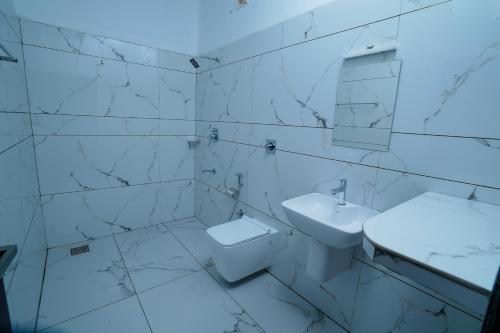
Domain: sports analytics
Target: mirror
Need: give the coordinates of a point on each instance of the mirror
(366, 98)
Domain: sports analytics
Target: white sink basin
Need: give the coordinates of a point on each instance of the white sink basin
(320, 216)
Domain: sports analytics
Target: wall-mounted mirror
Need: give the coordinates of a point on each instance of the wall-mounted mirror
(366, 98)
****************************************
§ **AIM OF THE TASK**
Rewrite every line of the entries above, substituting "washbasin" for each occurrence of "sink basin" and keeping everything else unchanged. Omit the pictures from your answer.

§ **EXERCISE SOLUTION**
Domain: sports analytics
Target: mirror
Need: give the coordinates of a point on each instance of the mirror
(366, 98)
Domain: sports analytics
Target: white washbasin
Need: give the coordinates of a point on each instance of the white washbasin
(320, 216)
Domain: sports analytics
Target: wall-mounted mirror
Need: give the coordinates of a point on each instance of the wall-mounted mirror
(366, 98)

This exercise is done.